§ **Task requirements**: Set down only these lines, exactly: the line containing "of the rope." and all lines through the end of the data below. Omit pictures.

[[ Data under study open ]]

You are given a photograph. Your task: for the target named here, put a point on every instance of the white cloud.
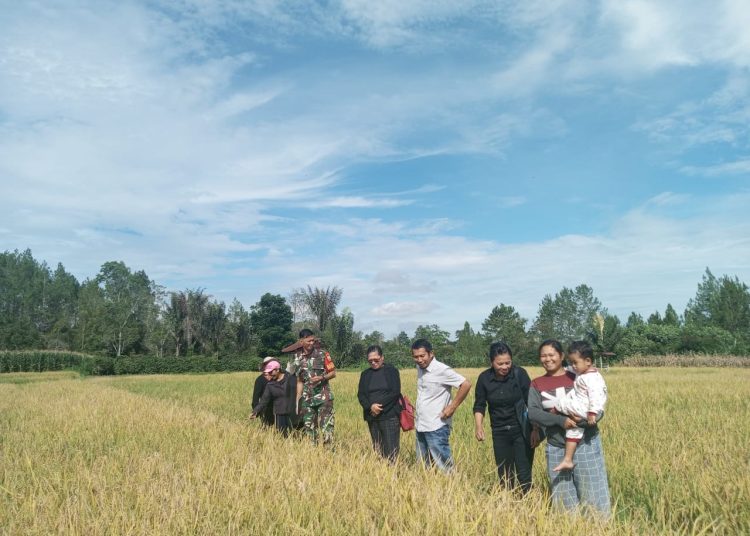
(396, 309)
(362, 202)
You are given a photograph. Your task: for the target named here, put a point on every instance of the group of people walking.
(562, 406)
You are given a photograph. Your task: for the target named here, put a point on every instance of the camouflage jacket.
(316, 363)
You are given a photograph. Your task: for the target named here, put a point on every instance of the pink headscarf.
(271, 365)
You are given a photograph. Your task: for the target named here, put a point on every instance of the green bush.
(39, 361)
(88, 365)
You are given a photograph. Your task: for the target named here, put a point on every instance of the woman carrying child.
(585, 485)
(280, 391)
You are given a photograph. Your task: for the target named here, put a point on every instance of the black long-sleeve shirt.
(381, 386)
(504, 395)
(260, 384)
(283, 395)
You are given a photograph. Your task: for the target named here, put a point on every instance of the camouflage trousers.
(318, 419)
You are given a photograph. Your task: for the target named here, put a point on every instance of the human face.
(501, 364)
(273, 375)
(579, 363)
(551, 360)
(375, 360)
(308, 343)
(422, 357)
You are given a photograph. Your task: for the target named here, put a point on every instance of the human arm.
(260, 383)
(479, 425)
(537, 414)
(262, 403)
(451, 408)
(362, 390)
(480, 403)
(300, 387)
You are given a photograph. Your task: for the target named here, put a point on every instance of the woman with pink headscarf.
(281, 390)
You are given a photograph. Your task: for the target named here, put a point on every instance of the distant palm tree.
(322, 303)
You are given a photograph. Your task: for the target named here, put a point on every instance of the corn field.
(177, 455)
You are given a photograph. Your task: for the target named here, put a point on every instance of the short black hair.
(421, 343)
(499, 348)
(554, 343)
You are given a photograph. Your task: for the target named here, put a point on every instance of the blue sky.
(433, 159)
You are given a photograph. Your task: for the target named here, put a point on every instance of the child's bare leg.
(567, 463)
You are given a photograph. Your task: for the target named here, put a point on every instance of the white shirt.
(434, 393)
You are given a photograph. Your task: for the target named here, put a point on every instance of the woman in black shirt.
(504, 389)
(280, 393)
(378, 393)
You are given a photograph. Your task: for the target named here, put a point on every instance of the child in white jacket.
(587, 398)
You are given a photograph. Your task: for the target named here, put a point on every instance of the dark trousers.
(386, 437)
(513, 456)
(283, 425)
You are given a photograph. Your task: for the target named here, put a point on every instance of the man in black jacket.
(260, 384)
(378, 393)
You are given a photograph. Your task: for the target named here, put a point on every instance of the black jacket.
(520, 377)
(283, 394)
(260, 385)
(391, 407)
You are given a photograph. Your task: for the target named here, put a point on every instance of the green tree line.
(120, 312)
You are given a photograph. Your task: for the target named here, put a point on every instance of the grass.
(176, 455)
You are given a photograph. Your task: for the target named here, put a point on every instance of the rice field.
(177, 455)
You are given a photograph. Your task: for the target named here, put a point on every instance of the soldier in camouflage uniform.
(316, 398)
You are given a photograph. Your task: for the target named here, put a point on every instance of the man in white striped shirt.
(434, 406)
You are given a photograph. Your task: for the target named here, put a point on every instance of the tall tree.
(569, 315)
(214, 325)
(671, 318)
(470, 345)
(322, 304)
(634, 320)
(721, 302)
(432, 333)
(341, 337)
(504, 323)
(271, 319)
(127, 298)
(239, 327)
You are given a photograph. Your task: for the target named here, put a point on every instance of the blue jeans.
(433, 448)
(586, 486)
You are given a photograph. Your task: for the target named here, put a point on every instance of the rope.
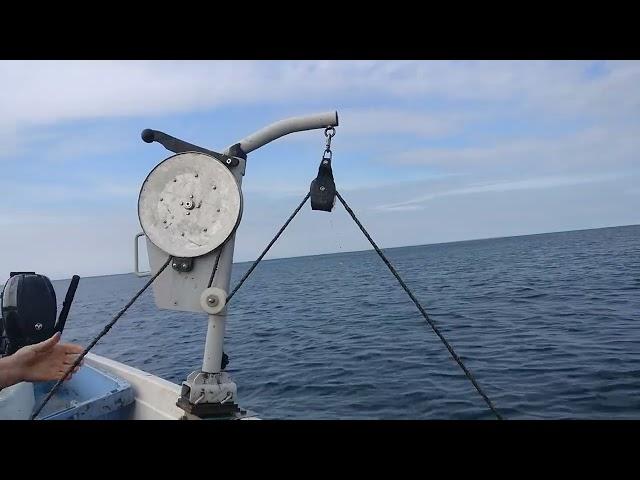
(422, 310)
(255, 264)
(104, 331)
(215, 265)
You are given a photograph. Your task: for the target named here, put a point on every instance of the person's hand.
(45, 361)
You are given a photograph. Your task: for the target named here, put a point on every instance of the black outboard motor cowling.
(29, 311)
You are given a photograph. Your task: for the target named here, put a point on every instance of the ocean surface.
(549, 325)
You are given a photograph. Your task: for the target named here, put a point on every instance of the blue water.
(549, 324)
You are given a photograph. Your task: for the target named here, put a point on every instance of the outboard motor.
(29, 310)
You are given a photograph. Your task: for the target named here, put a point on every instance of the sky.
(426, 151)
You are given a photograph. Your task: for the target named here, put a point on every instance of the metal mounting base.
(209, 395)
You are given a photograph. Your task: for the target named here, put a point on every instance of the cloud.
(46, 92)
(416, 203)
(599, 147)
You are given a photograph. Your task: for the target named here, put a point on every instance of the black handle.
(66, 305)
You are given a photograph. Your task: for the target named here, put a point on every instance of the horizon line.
(391, 248)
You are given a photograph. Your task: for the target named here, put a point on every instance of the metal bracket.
(176, 145)
(323, 188)
(209, 395)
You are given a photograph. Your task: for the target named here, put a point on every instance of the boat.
(189, 207)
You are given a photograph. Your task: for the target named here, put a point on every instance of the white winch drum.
(189, 204)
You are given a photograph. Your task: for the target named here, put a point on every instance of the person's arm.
(44, 361)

[[ Data under study closed ]]

§ **Output of the exercise**:
You are given a photograph. Your task: for the target named here, put a point on every instance of the rope.
(422, 310)
(255, 264)
(104, 331)
(215, 265)
You are given a photograph. Your task: for the target named here, put a point on every instance of the person's hand.
(45, 361)
You are given a photograph. Your task: for the target named here, put a point on every instance of the black outboard motor cowling.
(29, 311)
You are given a photograph. Your task: for the target named here, put a point on every instance of the ocean surface.
(549, 325)
You are given a photograph. Your task: for the target named here, put a point on every instance of the blue water.
(549, 324)
You are given a photograph. Your task: for the target named here, put a point on every instance of the outboard motor.
(29, 310)
You are given a photograph. Your task: for the target named here, put a point on every instance of the sky.
(426, 151)
You are given a photograph. Your task: for the target named here, put a point on every instance of the metal mounting base.
(209, 395)
You are given a photograph. Your task: for the target named here, put a point on every instance of the cloud.
(46, 92)
(416, 203)
(599, 147)
You are given a photograph. Your task: for the target named here, put a point on every instance of the black handle.
(66, 305)
You are given a photograph. Your task: for the target named here, put a point on every instance of the horizon line.
(391, 248)
You are given a photograph. Your task: for the target named here, put a point on every instance of the metal bracket.
(176, 145)
(323, 188)
(209, 395)
You are given a photograph. Your task: for the target named here, put a point on every instance of the boat.
(189, 207)
You are given a photograph. Your task: for the target named here, put a point on every instance of the white winch drum.
(189, 204)
You are given a photograph. Your task: for the target named here, put a point on every instance of the person's arm.
(44, 361)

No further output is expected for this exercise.